- Opening Delimiter -

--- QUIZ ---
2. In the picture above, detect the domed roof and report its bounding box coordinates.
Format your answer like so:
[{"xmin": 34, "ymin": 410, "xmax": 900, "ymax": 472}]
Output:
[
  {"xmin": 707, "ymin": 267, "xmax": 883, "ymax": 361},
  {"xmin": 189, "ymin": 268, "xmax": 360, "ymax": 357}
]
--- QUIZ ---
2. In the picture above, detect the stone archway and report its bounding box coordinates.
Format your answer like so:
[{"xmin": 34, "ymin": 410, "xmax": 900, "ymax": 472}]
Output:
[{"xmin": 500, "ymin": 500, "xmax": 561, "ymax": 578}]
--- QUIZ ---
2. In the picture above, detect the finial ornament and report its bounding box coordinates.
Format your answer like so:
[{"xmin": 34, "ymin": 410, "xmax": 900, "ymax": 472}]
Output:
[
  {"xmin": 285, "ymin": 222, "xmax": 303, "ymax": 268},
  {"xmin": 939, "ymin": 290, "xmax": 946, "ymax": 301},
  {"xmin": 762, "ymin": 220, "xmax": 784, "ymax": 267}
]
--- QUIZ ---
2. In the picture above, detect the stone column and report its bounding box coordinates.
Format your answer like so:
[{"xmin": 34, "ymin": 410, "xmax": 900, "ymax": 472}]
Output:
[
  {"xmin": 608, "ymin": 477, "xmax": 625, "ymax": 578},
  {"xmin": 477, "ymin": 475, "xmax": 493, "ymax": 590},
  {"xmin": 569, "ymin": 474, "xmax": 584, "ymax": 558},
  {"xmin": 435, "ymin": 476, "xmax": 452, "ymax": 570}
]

- Closing Delimiter -

WHAT IS BEING ASKED ▸ Only the number should be given: how many lines of the data contain the word "report"?

REPLY ▸ 4